Written request: Update the lines that begin with the one containing "Tag one point on every instance of the black" and run through the end of the material, both ends included: replace "black watch strap" with "brown leather band" and keep everything else the same.

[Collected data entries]
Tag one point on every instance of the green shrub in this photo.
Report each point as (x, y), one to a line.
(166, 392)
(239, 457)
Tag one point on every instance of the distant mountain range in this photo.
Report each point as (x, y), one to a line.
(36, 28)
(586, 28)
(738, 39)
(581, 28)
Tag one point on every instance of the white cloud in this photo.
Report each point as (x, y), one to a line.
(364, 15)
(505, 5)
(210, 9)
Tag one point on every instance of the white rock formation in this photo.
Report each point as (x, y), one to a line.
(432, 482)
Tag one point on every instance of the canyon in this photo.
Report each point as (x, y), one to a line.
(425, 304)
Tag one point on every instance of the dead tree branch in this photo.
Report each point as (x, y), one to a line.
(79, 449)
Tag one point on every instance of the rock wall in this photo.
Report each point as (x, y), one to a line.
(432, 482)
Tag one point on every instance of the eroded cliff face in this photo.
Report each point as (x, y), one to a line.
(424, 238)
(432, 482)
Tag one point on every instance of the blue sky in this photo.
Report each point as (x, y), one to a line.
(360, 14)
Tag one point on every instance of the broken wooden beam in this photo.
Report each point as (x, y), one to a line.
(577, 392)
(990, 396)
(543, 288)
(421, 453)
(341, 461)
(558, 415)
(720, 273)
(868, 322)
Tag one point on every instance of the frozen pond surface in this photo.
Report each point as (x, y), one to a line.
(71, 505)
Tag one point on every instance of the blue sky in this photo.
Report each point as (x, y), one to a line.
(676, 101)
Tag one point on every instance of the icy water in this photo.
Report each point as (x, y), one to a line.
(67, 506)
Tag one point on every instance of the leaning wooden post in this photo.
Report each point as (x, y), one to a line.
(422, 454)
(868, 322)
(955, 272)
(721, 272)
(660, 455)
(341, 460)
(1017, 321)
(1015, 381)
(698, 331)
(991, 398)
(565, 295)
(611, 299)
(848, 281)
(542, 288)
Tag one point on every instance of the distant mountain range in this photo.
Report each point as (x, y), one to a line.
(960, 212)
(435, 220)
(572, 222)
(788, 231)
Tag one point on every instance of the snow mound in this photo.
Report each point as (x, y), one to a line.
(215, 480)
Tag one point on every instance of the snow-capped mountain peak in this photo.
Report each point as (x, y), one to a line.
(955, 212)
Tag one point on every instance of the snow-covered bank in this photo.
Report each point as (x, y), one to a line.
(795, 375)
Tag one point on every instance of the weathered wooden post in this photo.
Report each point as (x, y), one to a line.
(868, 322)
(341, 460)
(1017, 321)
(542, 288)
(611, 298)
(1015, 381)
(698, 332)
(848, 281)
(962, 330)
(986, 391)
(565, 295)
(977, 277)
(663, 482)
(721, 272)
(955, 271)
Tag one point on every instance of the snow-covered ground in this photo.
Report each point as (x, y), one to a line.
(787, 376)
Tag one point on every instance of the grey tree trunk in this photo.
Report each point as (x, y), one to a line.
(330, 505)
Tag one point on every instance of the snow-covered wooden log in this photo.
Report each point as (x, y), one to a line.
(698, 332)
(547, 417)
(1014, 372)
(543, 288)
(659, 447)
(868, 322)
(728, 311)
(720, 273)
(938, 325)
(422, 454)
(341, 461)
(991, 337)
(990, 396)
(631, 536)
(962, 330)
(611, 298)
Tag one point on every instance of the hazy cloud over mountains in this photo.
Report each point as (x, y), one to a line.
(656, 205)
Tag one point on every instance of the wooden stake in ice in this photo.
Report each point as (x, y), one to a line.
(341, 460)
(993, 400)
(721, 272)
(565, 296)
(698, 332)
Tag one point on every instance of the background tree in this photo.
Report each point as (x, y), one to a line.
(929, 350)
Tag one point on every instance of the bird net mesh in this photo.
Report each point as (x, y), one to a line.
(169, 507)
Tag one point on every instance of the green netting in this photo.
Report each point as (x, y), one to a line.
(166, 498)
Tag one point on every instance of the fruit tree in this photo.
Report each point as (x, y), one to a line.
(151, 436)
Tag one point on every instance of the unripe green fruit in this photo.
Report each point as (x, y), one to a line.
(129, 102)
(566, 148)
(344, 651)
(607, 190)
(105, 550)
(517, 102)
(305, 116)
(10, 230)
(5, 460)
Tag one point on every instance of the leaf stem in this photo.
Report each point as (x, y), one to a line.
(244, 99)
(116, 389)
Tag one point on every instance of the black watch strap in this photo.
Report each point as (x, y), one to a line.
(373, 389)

Response to this exercise:
Tag one point on every instance of the brown leather band in this photo.
Report each point as (x, y), one to a line.
(373, 389)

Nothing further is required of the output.